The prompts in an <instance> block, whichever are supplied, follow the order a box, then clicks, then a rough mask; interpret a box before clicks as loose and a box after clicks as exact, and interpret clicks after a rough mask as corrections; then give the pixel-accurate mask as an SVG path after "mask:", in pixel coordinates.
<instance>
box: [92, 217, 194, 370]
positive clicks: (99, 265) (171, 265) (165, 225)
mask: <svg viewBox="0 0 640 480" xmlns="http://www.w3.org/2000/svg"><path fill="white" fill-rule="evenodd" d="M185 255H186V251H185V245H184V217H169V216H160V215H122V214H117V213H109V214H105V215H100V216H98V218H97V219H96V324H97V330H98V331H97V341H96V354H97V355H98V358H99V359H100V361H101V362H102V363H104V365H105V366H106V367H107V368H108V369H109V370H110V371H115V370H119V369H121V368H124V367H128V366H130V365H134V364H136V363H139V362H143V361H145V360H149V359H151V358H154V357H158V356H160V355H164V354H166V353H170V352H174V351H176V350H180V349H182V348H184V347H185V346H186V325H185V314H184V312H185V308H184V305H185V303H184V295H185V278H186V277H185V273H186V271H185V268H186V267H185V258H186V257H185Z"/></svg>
+ + +
**Problem:**
Copy out every line of the records above that contains the string "instance". Matching is case-sensitive.

**Your solution:**
The prompts in an <instance> block, whichever are supplied, follow the order a box, then clicks, then a rough mask; interpret a box before clicks as loose and a box after clicks as exact, and interpret clicks after a rough mask as corrections; then give the pixel-accurate mask as an SVG path after "mask:", in pixel coordinates.
<instance>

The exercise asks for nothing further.